===== DATASET ENTRIES

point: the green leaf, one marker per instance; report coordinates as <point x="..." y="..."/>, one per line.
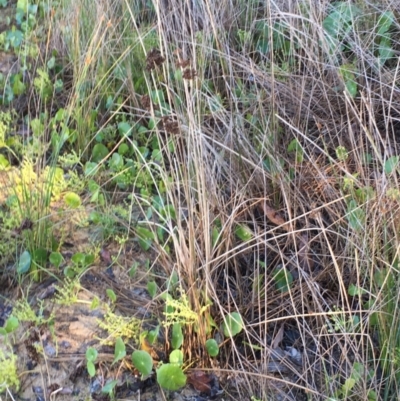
<point x="56" y="259"/>
<point x="119" y="350"/>
<point x="11" y="324"/>
<point x="171" y="377"/>
<point x="348" y="75"/>
<point x="111" y="295"/>
<point x="4" y="163"/>
<point x="125" y="129"/>
<point x="91" y="354"/>
<point x="72" y="200"/>
<point x="153" y="334"/>
<point x="385" y="22"/>
<point x="90" y="368"/>
<point x="99" y="152"/>
<point x="212" y="347"/>
<point x="152" y="288"/>
<point x="391" y="164"/>
<point x="39" y="256"/>
<point x="176" y="357"/>
<point x="283" y="279"/>
<point x="355" y="290"/>
<point x="243" y="232"/>
<point x="233" y="324"/>
<point x="143" y="362"/>
<point x="90" y="169"/>
<point x="355" y="215"/>
<point x="24" y="263"/>
<point x="123" y="149"/>
<point x="177" y="336"/>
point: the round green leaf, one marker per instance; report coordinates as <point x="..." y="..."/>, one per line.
<point x="99" y="152"/>
<point x="56" y="259"/>
<point x="171" y="377"/>
<point x="177" y="336"/>
<point x="143" y="362"/>
<point x="24" y="263"/>
<point x="91" y="368"/>
<point x="119" y="350"/>
<point x="72" y="200"/>
<point x="11" y="325"/>
<point x="212" y="347"/>
<point x="176" y="357"/>
<point x="91" y="354"/>
<point x="233" y="324"/>
<point x="243" y="232"/>
<point x="124" y="129"/>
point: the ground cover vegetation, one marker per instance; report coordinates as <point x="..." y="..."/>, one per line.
<point x="213" y="185"/>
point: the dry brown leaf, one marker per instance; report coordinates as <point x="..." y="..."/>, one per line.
<point x="305" y="260"/>
<point x="274" y="216"/>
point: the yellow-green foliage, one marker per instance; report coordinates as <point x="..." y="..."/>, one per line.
<point x="5" y="120"/>
<point x="27" y="184"/>
<point x="179" y="311"/>
<point x="8" y="371"/>
<point x="128" y="328"/>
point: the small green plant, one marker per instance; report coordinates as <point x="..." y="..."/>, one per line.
<point x="143" y="362"/>
<point x="212" y="347"/>
<point x="8" y="371"/>
<point x="127" y="328"/>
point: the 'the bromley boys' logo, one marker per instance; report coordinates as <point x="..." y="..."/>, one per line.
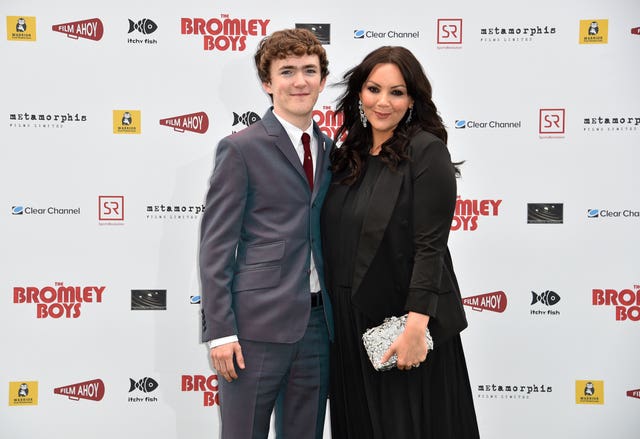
<point x="224" y="33"/>
<point x="91" y="29"/>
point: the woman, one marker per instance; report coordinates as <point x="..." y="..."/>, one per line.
<point x="385" y="226"/>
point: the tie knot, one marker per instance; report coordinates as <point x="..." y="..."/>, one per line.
<point x="306" y="141"/>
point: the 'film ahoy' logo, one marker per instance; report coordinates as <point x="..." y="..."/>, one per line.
<point x="626" y="302"/>
<point x="91" y="29"/>
<point x="92" y="390"/>
<point x="635" y="393"/>
<point x="328" y="120"/>
<point x="207" y="385"/>
<point x="194" y="122"/>
<point x="496" y="301"/>
<point x="58" y="301"/>
<point x="224" y="33"/>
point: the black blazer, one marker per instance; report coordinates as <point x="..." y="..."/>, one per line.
<point x="403" y="262"/>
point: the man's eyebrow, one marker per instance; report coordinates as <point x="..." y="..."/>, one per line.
<point x="302" y="67"/>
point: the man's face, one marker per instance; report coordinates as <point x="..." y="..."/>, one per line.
<point x="295" y="83"/>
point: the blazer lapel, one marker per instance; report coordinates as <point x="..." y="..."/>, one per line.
<point x="322" y="159"/>
<point x="383" y="200"/>
<point x="282" y="142"/>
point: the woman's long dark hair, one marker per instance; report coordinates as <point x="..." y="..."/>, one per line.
<point x="350" y="156"/>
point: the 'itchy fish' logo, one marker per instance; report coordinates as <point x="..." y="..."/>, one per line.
<point x="144" y="26"/>
<point x="247" y="118"/>
<point x="145" y="385"/>
<point x="91" y="29"/>
<point x="548" y="298"/>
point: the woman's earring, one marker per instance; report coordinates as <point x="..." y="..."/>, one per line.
<point x="363" y="117"/>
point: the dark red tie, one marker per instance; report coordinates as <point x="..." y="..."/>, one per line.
<point x="307" y="163"/>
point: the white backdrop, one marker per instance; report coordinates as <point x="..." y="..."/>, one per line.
<point x="542" y="119"/>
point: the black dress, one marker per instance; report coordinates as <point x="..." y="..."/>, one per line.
<point x="433" y="401"/>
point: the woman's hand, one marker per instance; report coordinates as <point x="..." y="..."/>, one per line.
<point x="411" y="345"/>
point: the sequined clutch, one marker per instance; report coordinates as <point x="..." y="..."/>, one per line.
<point x="377" y="340"/>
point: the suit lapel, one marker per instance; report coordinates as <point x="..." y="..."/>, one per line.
<point x="322" y="159"/>
<point x="378" y="213"/>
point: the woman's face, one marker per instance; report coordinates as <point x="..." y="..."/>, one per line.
<point x="384" y="100"/>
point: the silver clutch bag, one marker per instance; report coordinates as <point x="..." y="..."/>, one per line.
<point x="377" y="340"/>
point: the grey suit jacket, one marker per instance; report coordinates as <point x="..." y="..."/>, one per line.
<point x="261" y="223"/>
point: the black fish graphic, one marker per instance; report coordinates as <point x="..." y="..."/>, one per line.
<point x="549" y="298"/>
<point x="248" y="118"/>
<point x="145" y="384"/>
<point x="146" y="26"/>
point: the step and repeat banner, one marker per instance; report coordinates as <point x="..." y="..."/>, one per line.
<point x="109" y="117"/>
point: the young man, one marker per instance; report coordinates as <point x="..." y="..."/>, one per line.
<point x="267" y="315"/>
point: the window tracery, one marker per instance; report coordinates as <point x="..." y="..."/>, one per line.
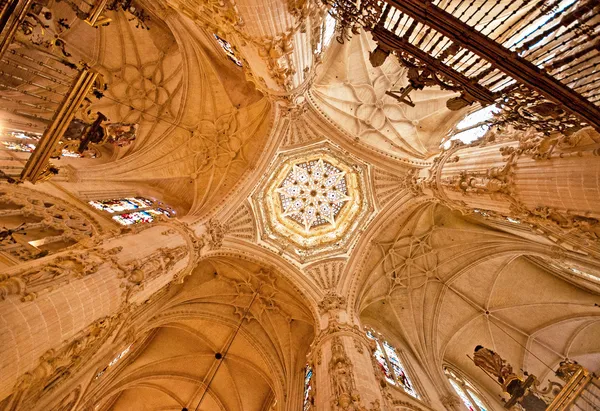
<point x="308" y="389"/>
<point x="473" y="126"/>
<point x="465" y="390"/>
<point x="388" y="359"/>
<point x="134" y="210"/>
<point x="228" y="49"/>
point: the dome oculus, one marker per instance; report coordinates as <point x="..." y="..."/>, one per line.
<point x="313" y="194"/>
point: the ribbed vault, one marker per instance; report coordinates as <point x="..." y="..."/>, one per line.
<point x="352" y="94"/>
<point x="175" y="366"/>
<point x="445" y="286"/>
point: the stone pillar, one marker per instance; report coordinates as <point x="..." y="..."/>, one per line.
<point x="341" y="355"/>
<point x="48" y="303"/>
<point x="525" y="177"/>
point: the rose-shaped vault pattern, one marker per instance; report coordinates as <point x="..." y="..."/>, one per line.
<point x="313" y="202"/>
<point x="313" y="193"/>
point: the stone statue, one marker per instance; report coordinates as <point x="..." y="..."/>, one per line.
<point x="492" y="363"/>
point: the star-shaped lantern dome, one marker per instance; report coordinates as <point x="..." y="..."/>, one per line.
<point x="313" y="193"/>
<point x="312" y="202"/>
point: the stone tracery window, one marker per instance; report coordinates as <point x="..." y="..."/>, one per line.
<point x="308" y="382"/>
<point x="465" y="390"/>
<point x="392" y="367"/>
<point x="473" y="126"/>
<point x="134" y="210"/>
<point x="228" y="49"/>
<point x="327" y="32"/>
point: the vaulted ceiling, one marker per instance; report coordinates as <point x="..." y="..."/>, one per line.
<point x="445" y="285"/>
<point x="252" y="316"/>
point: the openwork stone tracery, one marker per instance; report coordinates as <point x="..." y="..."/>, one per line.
<point x="312" y="202"/>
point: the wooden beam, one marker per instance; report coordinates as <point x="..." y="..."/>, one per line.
<point x="424" y="11"/>
<point x="388" y="41"/>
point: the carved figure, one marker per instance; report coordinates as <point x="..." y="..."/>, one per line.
<point x="492" y="363"/>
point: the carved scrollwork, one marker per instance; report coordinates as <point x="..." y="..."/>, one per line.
<point x="215" y="233"/>
<point x="523" y="108"/>
<point x="29" y="283"/>
<point x="331" y="302"/>
<point x="57" y="364"/>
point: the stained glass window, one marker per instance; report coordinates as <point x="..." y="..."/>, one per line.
<point x="391" y="365"/>
<point x="114" y="361"/>
<point x="465" y="391"/>
<point x="134" y="210"/>
<point x="308" y="379"/>
<point x="327" y="32"/>
<point x="228" y="49"/>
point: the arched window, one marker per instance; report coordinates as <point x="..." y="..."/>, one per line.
<point x="114" y="361"/>
<point x="134" y="210"/>
<point x="308" y="394"/>
<point x="473" y="126"/>
<point x="327" y="32"/>
<point x="465" y="390"/>
<point x="228" y="49"/>
<point x="391" y="366"/>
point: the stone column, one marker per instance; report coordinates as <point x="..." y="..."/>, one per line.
<point x="50" y="303"/>
<point x="341" y="355"/>
<point x="524" y="177"/>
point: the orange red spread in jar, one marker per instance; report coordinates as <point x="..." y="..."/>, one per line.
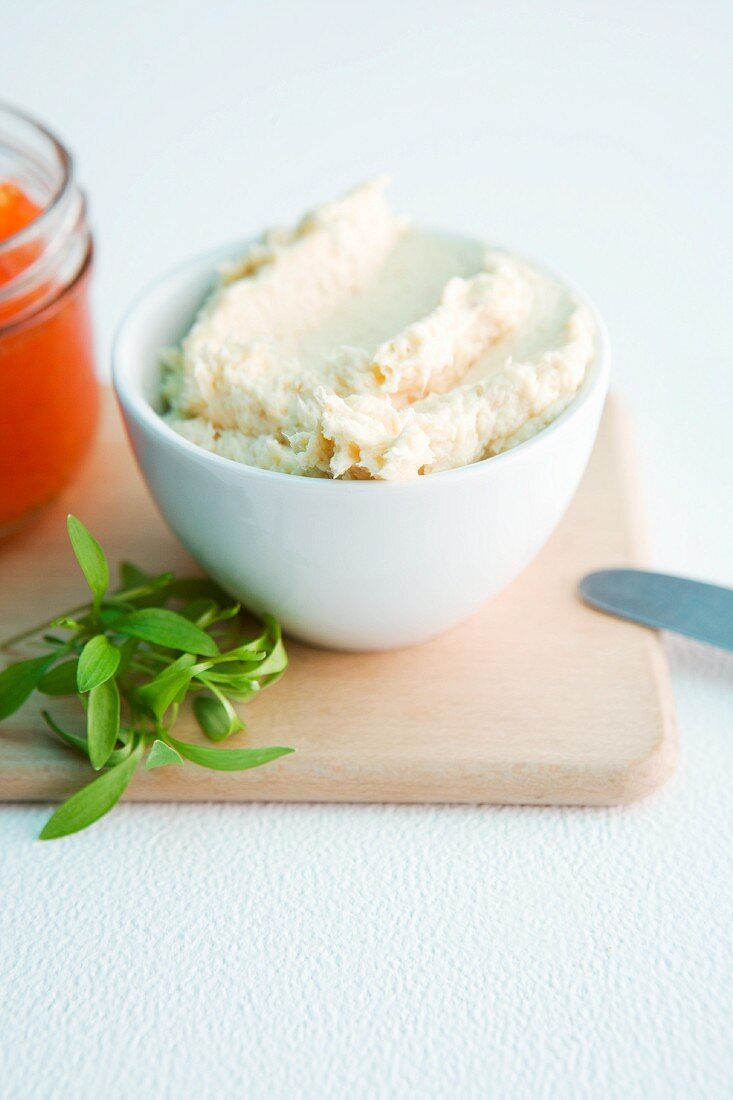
<point x="48" y="393"/>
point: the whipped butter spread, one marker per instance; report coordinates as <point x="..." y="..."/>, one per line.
<point x="357" y="345"/>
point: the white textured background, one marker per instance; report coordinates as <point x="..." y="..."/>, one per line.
<point x="315" y="952"/>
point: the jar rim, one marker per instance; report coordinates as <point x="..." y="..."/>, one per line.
<point x="66" y="163"/>
<point x="37" y="316"/>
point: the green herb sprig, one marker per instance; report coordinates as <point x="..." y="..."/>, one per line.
<point x="132" y="657"/>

==========

*PROBLEM DETAILS*. Your output should consist only of the lines from the one containing "point: the whipped" to the end of the records above, each retyped exactly.

*TASK OUTPUT*.
point: the whipped butter spread, one marker per instance; report coordinates as <point x="..." y="..."/>, one per line.
<point x="357" y="345"/>
point: the white textured background, one marker per instance; report coordinates as <point x="..." y="..."/>, one per line.
<point x="315" y="952"/>
point: the jar rim, one marker per instance; report coordinates as <point x="..." y="..."/>, one per line.
<point x="66" y="163"/>
<point x="37" y="316"/>
point: the green herb sprig, one marker per instance; report coordinates as <point x="..." y="..."/>, one per line.
<point x="132" y="657"/>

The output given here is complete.